**What you are asked to do**. Output all entries precisely and leave out the pictures.

**Data extract**.
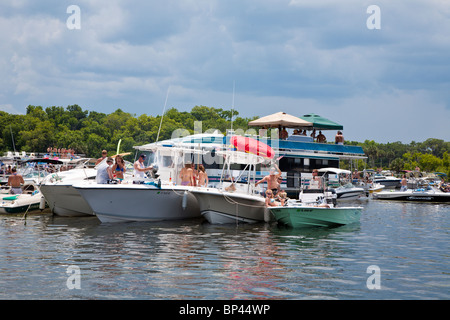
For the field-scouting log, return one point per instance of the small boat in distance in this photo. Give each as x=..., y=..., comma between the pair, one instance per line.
x=427, y=194
x=236, y=200
x=341, y=178
x=315, y=208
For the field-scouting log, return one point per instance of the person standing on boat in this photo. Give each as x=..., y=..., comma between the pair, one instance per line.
x=104, y=172
x=187, y=175
x=119, y=168
x=272, y=179
x=321, y=138
x=316, y=181
x=140, y=168
x=202, y=177
x=104, y=155
x=15, y=181
x=404, y=184
x=270, y=199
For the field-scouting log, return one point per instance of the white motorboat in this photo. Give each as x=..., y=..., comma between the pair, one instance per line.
x=233, y=201
x=149, y=199
x=139, y=202
x=62, y=198
x=315, y=208
x=389, y=182
x=31, y=199
x=344, y=190
x=427, y=194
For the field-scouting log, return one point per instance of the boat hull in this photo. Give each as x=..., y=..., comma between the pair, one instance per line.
x=306, y=217
x=22, y=204
x=413, y=196
x=226, y=207
x=123, y=202
x=66, y=201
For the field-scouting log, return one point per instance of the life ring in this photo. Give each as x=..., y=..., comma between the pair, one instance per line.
x=253, y=146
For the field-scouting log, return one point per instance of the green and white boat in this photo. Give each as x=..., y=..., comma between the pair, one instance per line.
x=303, y=216
x=315, y=208
x=30, y=199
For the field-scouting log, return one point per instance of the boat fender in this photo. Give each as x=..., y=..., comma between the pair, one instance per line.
x=42, y=203
x=184, y=201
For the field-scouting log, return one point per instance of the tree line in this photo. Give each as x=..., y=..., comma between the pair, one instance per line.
x=89, y=132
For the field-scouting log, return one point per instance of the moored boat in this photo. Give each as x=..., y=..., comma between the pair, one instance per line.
x=429, y=194
x=232, y=202
x=315, y=208
x=31, y=199
x=340, y=178
x=147, y=199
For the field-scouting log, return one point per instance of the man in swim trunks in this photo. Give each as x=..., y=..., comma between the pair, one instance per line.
x=15, y=180
x=272, y=179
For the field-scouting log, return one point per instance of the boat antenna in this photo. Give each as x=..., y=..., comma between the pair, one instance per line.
x=12, y=138
x=232, y=108
x=164, y=110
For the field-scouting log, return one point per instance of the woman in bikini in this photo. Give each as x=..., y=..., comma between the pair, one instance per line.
x=187, y=175
x=202, y=177
x=270, y=200
x=119, y=168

**Exercise result**.
For the field-scouting log, return one point per instance of the small boat in distance in this photo. Give each as x=..., y=..., comma between the pair, one instance per line.
x=427, y=194
x=236, y=200
x=341, y=178
x=315, y=208
For the field-scouting log, return one point per instance of the person standing on boat in this photo. Give each as x=..., y=..., comma between the pair, one instance per line.
x=104, y=172
x=187, y=175
x=119, y=168
x=272, y=179
x=321, y=138
x=316, y=181
x=140, y=168
x=202, y=177
x=104, y=155
x=15, y=181
x=404, y=184
x=270, y=199
For the field-scouting log, return one point per instance of the white motorboat in this photo. Give each as x=..., y=..., comma between the pair, one instance per line.
x=233, y=201
x=149, y=199
x=139, y=202
x=62, y=198
x=315, y=208
x=389, y=182
x=31, y=199
x=344, y=190
x=427, y=194
For the field-scouting log, return one point per instance of the boat hull in this photo. Give each as x=..., y=..., comma between the pair, one instance per line.
x=306, y=217
x=22, y=204
x=413, y=196
x=226, y=207
x=123, y=202
x=66, y=201
For the field-scouting log, return one point per instance of the life ring in this photo. Give each as x=..., y=..., comma between the pair, one instance per line.
x=253, y=146
For the field-scouting log, return one point per instance of the green and white boat in this photo. Give each as x=..., y=..., comma between the pair, one instance per line.
x=303, y=216
x=315, y=208
x=30, y=199
For the field-scouting log, return one point per instance of the boat fender in this photo. Give each as x=..., y=..., comma between the pair, one instance per line.
x=42, y=203
x=184, y=201
For the field-scouting log, return one point per instance of the tree line in this photo. Give each as x=..., y=..., comma between the pair, one instance per line.
x=89, y=132
For the field-scouting log, return one point per instance of the moored boat in this photo. Give each as x=..., y=..., comma between the pair, one instance per line.
x=429, y=194
x=232, y=202
x=315, y=208
x=31, y=199
x=340, y=178
x=147, y=199
For the field-scouting log, return one point per instance of the man in swim trunks in this photo. Give each as x=..., y=..., comma between the pair, one instance per line.
x=15, y=180
x=272, y=179
For the field-scouting log, return one point per instance of the boat antenna in this photo. Give each as x=..., y=..., comma between the pair, one instance per line.
x=12, y=138
x=232, y=108
x=164, y=110
For the field-scouting log, return one point per instance of the woman in bikini in this photo. Give each as x=..., y=..., comma between the pair, one instance per line.
x=187, y=175
x=202, y=177
x=270, y=200
x=119, y=168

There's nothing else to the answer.